━━━━━ Records supplied

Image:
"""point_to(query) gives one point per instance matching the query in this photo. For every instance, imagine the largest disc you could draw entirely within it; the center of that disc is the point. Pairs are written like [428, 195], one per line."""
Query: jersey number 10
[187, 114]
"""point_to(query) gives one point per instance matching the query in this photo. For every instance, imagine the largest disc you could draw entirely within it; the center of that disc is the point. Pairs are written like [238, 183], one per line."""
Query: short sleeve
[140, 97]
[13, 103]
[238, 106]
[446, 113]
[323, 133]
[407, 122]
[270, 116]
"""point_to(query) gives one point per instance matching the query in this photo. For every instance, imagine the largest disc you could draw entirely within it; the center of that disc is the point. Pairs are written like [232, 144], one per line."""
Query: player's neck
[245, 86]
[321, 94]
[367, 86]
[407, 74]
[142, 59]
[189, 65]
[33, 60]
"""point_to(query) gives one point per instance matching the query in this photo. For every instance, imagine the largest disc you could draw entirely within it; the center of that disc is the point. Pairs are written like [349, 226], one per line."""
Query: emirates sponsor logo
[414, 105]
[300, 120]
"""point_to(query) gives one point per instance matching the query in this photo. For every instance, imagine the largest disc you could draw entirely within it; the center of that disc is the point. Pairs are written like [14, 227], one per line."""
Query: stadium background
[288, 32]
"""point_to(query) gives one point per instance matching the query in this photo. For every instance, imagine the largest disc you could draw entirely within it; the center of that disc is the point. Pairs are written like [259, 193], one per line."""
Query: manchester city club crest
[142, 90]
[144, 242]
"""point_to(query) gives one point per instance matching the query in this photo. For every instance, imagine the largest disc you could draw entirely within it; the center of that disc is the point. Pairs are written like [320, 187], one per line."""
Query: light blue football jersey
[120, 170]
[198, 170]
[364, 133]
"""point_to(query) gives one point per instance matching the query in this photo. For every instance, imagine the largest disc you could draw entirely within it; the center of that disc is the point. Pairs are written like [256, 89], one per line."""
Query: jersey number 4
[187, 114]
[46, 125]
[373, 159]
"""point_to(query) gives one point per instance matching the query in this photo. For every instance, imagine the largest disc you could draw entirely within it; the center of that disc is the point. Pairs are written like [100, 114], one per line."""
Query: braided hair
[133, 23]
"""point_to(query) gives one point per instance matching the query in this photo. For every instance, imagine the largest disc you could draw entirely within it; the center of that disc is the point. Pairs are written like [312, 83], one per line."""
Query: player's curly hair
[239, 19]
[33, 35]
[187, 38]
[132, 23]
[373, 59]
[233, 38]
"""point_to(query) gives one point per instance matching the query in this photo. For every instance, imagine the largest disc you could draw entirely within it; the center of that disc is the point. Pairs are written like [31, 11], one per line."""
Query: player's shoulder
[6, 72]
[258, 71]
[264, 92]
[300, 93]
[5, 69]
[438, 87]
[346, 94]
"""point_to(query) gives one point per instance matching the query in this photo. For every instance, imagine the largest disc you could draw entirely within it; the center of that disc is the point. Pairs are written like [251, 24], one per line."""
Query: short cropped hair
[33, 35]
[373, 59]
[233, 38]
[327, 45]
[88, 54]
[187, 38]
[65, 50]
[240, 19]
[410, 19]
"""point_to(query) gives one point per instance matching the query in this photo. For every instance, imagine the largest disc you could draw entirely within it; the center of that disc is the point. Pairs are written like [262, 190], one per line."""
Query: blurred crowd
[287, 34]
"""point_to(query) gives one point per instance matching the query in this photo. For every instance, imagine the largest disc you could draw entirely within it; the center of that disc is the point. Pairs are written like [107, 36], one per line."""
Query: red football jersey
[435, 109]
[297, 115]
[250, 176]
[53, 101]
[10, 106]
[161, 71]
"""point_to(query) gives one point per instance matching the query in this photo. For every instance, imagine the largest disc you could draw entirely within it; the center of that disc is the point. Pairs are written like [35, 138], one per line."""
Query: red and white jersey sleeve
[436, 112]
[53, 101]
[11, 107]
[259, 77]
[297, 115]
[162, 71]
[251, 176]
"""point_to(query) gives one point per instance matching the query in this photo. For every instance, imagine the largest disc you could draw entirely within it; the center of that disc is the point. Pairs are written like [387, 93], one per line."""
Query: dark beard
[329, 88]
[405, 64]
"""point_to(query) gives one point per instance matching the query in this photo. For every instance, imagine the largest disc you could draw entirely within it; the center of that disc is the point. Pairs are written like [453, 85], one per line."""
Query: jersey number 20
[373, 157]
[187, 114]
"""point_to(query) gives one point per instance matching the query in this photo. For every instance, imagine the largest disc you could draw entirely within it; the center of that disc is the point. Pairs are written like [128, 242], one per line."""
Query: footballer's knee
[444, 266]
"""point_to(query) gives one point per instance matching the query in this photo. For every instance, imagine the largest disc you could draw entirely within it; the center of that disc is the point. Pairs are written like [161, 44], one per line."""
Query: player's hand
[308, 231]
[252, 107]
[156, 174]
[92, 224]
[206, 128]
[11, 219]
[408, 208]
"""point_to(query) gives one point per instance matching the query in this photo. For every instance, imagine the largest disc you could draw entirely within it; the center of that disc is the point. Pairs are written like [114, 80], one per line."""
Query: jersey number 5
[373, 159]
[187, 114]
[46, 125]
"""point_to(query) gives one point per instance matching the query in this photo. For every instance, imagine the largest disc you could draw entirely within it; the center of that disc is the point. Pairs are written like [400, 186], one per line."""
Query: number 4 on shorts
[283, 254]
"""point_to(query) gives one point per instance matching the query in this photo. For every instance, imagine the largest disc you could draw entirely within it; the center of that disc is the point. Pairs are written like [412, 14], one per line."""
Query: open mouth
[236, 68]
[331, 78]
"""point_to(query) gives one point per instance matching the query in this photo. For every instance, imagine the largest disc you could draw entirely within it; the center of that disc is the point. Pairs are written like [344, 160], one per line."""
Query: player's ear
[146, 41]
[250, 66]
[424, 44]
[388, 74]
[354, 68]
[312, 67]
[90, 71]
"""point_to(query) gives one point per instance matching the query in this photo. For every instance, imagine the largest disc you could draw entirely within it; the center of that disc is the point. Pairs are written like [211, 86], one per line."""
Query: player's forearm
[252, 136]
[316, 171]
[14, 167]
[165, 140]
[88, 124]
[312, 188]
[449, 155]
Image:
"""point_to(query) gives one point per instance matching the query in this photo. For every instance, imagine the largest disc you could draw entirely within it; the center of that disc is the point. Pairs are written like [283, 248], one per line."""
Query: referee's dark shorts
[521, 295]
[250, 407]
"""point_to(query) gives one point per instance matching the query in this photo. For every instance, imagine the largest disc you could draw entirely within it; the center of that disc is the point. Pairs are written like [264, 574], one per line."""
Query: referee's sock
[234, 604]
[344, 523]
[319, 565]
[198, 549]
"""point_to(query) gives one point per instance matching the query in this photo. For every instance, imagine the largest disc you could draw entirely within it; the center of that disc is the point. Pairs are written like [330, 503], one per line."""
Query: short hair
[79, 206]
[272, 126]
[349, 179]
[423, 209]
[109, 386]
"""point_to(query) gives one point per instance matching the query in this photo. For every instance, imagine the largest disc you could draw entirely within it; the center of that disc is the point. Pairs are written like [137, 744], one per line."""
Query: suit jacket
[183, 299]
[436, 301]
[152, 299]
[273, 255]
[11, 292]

━━━━━━━━━━

▶ Instructions for the task
Copy task. Give back the whole listing exactly as written.

▶ Task response
Image:
"""point_to(query) gives one point per instance matching the query in this photo. For every instance, imagine the largest disc you could draw entirely within it; the center of that disc is the point. Pairs are written like [428, 195], one per line."""
Query: jersey number 10
[187, 114]
"""point_to(query) gives one point per instance matching the query in this photo. For every instance, imagine the largest disc you could draw entirely within it; the center of that disc is the point. Pairs are written like [238, 183], one per line."""
Query: short sleeve
[140, 97]
[13, 103]
[238, 106]
[446, 113]
[323, 133]
[407, 122]
[270, 116]
"""point_to(query) gives one point per instance matching the query in this photo. For every instance, imagine the largest disc you could draw entirely within it; the center of that disc is the point. Pairs are written like [232, 144], one per line."""
Query: player's neck
[245, 86]
[321, 94]
[367, 86]
[407, 74]
[142, 59]
[189, 65]
[33, 60]
"""point_to(query) gives one point per instance matching the query in this photo. For every instance, imagine the largest disc you could draw entirely within it; the center of that disc is the point. Pairs are written like [349, 226], one per line."""
Query: emirates sponsor logo
[414, 105]
[300, 120]
"""point_to(query) gives one point per instance matching the query in this photo. For every instance, imagine the largest disc you could draw entirely within it; the center of that disc is the point. Pairs are written like [14, 227], one per line."""
Query: stadium background
[288, 32]
"""point_to(query) gives one point per instance matching the query in this photo. For every instance, imagine the largest disc you could draw entirely within it; the center of that disc is the point. Pairs are written like [259, 193], one per line."""
Query: manchester city club crest
[142, 90]
[144, 242]
"""point_to(query) gives one point per instance matching the query in this photo. For every instance, imagine the largest disc you could draw entirely within it; the center of that disc is the point. Pairs are written like [320, 187], one per line."""
Query: light blue football jersey
[120, 170]
[198, 170]
[364, 133]
"""point_to(query) gives one point per instance matching the query in this photo. For every instance, imagine the largest disc you could draw entirely within it; the center of that disc is the point. Pairs are written like [256, 89], one per line."""
Query: jersey number 4
[187, 114]
[46, 125]
[373, 159]
"""point_to(query) gives one point per instance matching the query in this photo. For every instance, imagine the largest disc you could draw entirely within it; the center of that disc is the point. Pairs are written like [100, 114], one per line."""
Query: braided hair
[133, 23]
"""point_to(query) gives one point per instance matching the query in this photo. For every instance, imagine the largest disc you could draw entirely within it; the center of that disc is the point. Pairs are written like [312, 83], one per line."""
Query: player's curly hair
[239, 19]
[33, 35]
[187, 38]
[132, 23]
[373, 59]
[233, 38]
"""point_to(query) gives one point per instance matching the query in this photo. For every instance, imagine the largest disc you could draw entirely within it; the center of that disc is the point. Pairs are written like [31, 11], one per line."""
Query: player's shoulder
[6, 72]
[258, 71]
[264, 92]
[300, 93]
[5, 69]
[438, 87]
[346, 94]
"""point_to(query) gives one point per instance matching the query in this photo. For every instance, imagine the largest disc you could draw entirely within it; the center of that disc is the point. Pairs are written like [251, 24], one per line."""
Query: short cropped hair
[33, 35]
[373, 59]
[233, 38]
[327, 45]
[88, 54]
[187, 38]
[65, 50]
[240, 19]
[410, 19]
"""point_to(query) gives one point per instance matching the query in this photo. For every instance, imagine the largest disc you could draw entirely within it; the center of that disc is the point. Pairs are written like [262, 190], one per line."""
Query: blurred crowd
[287, 34]
"""point_to(query) gives one point per instance matching the query in this photo. For every instance, imagine the largest disc you could draw entirely within it; the center of that disc is the point. Pairs are written like [107, 36], one per line."""
Query: red football jersey
[435, 109]
[297, 115]
[250, 176]
[53, 101]
[10, 106]
[161, 71]
"""point_to(query) gives one point per instance matching the query in this photo. For every instance, imagine the largest disc you could draw entirely within it; the center of that disc is the point. Pairs are written like [35, 138], one per line."""
Query: red and white jersey sleeve
[436, 112]
[53, 101]
[11, 107]
[259, 77]
[297, 115]
[162, 71]
[251, 176]
"""point_to(query) gives one point per instance matching the query in this photo. For every instance, imagine the largest disc you could draw entirely within it; the center of that disc is the point. Pairs are written like [387, 93], one per line."""
Query: dark beard
[329, 88]
[405, 64]
"""point_to(query) gives one point per instance matching the query in this photo. For every instance, imagine the largest disc you could draw entirely within it; the center of that disc is the point. Pairs are written like [453, 85], one per line."""
Query: jersey number 20
[373, 157]
[187, 114]
"""point_to(query) gives one point per instance matching the query in this photo. For every instance, imagine the largest disc you could draw entirely within it; the center of that disc is the point. Pairs are written like [128, 242], one per line."""
Query: footballer's knee
[444, 266]
"""point_to(query) gives one point per instance matching the query in this photo. For every instance, imagine the largest disc you could draw entirely within it; the center of that disc is the point. Pairs are written like [161, 44], one per line."""
Query: player's hand
[308, 231]
[252, 107]
[156, 174]
[92, 224]
[206, 128]
[11, 219]
[408, 208]
"""point_to(query) gives one point per instance matching the query in this photo. For every instance, imagine the largest disc you could draw entirely within it; the center of that disc is the point. Pairs are written like [114, 80], one per line."""
Query: jersey number 5
[373, 159]
[187, 114]
[46, 125]
"""point_to(query) gives one point per instance matching the query in this photo. For every instance, imagine the largest disc you could draw entirely within it; the center of that disc is the point. Pairs are written like [400, 186], one per line."""
Query: number 4 on shorts
[283, 254]
"""point_to(query) gives one point per instance matching the query in this photo. For every instance, imagine the largest disc you could draw entirely within it; the center of that disc is the point. Pairs are written like [412, 14], one per line."""
Query: open mouth
[236, 68]
[331, 78]
"""point_to(query) gives one point per instance matching the query in this photo. For every instance, imagine the largest disc you could draw entirely within it; the center of that disc is the point. Pairs are written like [344, 160], one per line."""
Query: player's ear
[146, 41]
[250, 66]
[424, 44]
[388, 74]
[354, 68]
[312, 67]
[90, 71]
"""point_to(query) gives one point per instance matching the query in this photo. For every instance, imagine the largest disc you could draw entirely within it; the center of that disc is the point. Pairs are written like [211, 86], one per line."""
Query: player's forearm
[252, 136]
[316, 171]
[14, 167]
[165, 140]
[88, 124]
[312, 188]
[449, 155]
Image:
"""point_to(query) gives one point per instance matching the query in this photo. For every instance, imagine the largest disc you could draw entirely within it; the center of that disc is the point. Pairs are written like [283, 248], one per line."""
Query: referee's dark shorts
[521, 295]
[250, 407]
"""point_to(query) gives one point per instance matching the query in this photo. For every instance, imagine the largest disc you could draw entirely within it; the center of that disc is the point. Pairs are written like [264, 574], one per line."""
Query: referee's sock
[234, 604]
[344, 523]
[319, 565]
[198, 549]
"""point_to(query) gives one point per instance matching the query in this photo. For every instance, imagine the largest disc you could draw entirely within it; the center of that disc is the point. Pairs are written like [330, 503], one per line."""
Query: short hair
[79, 206]
[272, 126]
[349, 179]
[423, 209]
[109, 386]
"""point_to(query) gives one point per instance matching the query in this photo. For every instance, imagine the largest disc you could draw entirely within it; the center of that disc is the point. Pairs are written like [137, 744], one per line."""
Query: suit jacket
[183, 299]
[436, 301]
[152, 299]
[273, 255]
[11, 292]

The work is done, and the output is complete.